Goal of the exercise
Copy exactly the last part of the entries, starting from the line with "Question. Indicate the sandy" and including the final line.

Entries supplied

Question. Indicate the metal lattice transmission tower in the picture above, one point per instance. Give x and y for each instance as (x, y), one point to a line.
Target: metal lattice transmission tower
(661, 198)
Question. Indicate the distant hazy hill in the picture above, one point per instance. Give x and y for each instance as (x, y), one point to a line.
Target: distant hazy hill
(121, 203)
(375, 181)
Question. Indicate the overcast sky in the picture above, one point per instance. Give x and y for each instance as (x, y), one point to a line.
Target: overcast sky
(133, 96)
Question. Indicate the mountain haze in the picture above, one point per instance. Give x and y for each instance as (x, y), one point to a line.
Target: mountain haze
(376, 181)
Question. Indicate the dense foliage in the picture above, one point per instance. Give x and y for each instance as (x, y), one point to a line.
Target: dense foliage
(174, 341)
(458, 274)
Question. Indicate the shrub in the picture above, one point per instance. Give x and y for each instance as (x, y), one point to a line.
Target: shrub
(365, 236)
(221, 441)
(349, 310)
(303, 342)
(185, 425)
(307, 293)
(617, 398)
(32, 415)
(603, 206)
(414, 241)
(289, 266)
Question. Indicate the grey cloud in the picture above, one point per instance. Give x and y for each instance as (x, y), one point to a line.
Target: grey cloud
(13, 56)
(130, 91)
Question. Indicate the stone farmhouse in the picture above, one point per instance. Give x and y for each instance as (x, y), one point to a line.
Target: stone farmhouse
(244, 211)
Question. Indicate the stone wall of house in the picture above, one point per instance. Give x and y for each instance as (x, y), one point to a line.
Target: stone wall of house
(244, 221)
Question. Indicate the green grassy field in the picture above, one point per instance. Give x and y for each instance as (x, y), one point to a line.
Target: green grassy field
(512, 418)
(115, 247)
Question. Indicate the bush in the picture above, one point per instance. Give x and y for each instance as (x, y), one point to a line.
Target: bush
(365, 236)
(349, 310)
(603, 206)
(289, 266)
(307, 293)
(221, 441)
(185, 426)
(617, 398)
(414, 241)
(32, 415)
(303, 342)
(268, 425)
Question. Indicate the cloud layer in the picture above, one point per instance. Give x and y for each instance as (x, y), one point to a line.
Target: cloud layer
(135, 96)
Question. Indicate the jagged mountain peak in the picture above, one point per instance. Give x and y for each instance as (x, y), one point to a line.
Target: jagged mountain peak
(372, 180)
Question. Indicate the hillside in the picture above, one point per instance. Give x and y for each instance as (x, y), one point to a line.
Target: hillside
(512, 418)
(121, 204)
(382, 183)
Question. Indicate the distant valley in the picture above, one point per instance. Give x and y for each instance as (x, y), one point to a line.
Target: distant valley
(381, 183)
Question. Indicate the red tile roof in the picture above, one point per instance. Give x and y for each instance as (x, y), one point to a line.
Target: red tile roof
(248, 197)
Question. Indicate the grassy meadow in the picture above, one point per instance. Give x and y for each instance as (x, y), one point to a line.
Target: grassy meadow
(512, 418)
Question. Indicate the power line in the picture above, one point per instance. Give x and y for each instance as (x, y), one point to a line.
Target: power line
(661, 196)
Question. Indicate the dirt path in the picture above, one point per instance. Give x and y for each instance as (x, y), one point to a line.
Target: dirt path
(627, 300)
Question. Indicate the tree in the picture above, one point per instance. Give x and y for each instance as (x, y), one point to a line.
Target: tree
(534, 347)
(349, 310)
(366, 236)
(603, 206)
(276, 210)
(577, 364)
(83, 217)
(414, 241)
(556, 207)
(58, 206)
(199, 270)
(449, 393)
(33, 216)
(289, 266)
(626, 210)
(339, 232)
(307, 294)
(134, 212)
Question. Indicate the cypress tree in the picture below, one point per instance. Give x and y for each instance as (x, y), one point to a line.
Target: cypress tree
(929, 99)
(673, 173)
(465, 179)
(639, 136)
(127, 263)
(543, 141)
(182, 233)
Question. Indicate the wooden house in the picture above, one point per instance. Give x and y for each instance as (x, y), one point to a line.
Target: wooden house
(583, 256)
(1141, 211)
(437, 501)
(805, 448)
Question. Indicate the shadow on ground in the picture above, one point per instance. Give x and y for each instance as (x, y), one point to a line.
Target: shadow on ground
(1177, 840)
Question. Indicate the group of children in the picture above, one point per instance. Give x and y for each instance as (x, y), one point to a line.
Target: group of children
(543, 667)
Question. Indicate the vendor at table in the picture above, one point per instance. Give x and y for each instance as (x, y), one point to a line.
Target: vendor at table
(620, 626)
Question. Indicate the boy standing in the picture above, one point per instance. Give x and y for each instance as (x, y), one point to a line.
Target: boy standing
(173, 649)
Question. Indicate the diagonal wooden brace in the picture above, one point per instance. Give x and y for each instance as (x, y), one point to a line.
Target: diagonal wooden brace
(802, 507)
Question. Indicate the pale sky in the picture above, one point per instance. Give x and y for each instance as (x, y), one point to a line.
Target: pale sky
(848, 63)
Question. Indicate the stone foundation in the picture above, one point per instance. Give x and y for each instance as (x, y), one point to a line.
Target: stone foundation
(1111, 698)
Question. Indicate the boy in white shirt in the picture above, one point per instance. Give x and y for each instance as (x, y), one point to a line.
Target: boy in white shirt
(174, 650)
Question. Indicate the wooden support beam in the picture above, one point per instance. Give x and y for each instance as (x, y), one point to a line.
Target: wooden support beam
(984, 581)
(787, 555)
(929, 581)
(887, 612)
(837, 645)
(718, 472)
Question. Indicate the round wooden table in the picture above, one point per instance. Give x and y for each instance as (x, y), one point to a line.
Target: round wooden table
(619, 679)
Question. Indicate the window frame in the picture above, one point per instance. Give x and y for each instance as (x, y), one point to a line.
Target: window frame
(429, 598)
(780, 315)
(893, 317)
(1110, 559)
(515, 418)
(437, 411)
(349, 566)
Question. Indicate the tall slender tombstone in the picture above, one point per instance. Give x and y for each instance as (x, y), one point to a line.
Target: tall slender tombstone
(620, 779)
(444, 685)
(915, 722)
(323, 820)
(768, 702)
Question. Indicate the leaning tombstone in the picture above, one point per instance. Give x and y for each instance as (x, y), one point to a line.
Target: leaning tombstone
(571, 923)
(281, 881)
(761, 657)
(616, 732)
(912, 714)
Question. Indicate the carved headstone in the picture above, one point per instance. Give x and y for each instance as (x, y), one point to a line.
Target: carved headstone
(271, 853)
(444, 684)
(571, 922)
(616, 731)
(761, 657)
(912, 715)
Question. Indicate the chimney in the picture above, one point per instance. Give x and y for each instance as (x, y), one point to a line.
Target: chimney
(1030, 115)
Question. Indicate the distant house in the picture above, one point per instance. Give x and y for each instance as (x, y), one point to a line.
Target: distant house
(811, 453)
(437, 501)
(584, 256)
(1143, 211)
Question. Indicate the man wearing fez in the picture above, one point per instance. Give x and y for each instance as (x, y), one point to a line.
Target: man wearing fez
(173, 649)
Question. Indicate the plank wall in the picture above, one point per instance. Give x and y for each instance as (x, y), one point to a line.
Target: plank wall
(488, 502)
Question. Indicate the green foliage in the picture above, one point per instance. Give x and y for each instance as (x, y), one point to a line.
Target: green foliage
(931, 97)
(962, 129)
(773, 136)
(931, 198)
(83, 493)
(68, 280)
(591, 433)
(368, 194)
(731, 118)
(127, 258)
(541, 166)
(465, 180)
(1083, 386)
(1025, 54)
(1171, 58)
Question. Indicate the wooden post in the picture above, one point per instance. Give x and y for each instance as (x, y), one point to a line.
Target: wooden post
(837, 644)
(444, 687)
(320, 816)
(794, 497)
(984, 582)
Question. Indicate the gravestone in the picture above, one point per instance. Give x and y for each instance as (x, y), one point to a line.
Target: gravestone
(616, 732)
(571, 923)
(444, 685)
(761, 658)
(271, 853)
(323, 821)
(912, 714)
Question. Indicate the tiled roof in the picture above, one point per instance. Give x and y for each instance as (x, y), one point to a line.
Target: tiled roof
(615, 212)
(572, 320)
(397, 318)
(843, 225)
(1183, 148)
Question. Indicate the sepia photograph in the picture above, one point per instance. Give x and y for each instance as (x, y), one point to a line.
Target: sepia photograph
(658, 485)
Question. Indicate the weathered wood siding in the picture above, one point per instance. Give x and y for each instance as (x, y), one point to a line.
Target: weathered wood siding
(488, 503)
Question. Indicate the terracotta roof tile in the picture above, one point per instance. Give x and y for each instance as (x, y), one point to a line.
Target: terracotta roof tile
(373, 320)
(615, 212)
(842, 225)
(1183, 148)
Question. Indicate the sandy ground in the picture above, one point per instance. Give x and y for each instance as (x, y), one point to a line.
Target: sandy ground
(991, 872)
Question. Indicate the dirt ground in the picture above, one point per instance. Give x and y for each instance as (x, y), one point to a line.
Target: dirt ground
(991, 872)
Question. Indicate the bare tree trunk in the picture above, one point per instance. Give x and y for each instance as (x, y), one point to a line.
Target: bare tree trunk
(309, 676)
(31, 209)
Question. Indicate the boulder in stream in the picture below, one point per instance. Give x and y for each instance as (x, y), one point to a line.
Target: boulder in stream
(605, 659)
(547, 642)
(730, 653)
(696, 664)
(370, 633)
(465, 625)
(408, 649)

Result of this exercise
Question. Indicate the sandy ground in the picture above, one point per instance. Give x and y for each instance as (x, y), one point to a line.
Target: sandy ground
(991, 872)
Question. Indicate the dirt ground in the picture above, one point per instance. Give x and y for each instance as (x, y), one point to a line.
Target: dirt ground
(991, 872)
Question. Indicate the bare tree trunk in the picture above, one point per instance. Give x and y for each instance as (x, y), one point to a line.
Target: bare tree trunk
(309, 676)
(31, 209)
Question. Indicate the boulder in stream in the picture below, one point per instance. Give x and y for each instance as (x, y), one point to a line.
Target: boulder in stream
(605, 659)
(547, 642)
(730, 653)
(696, 664)
(370, 633)
(465, 625)
(408, 649)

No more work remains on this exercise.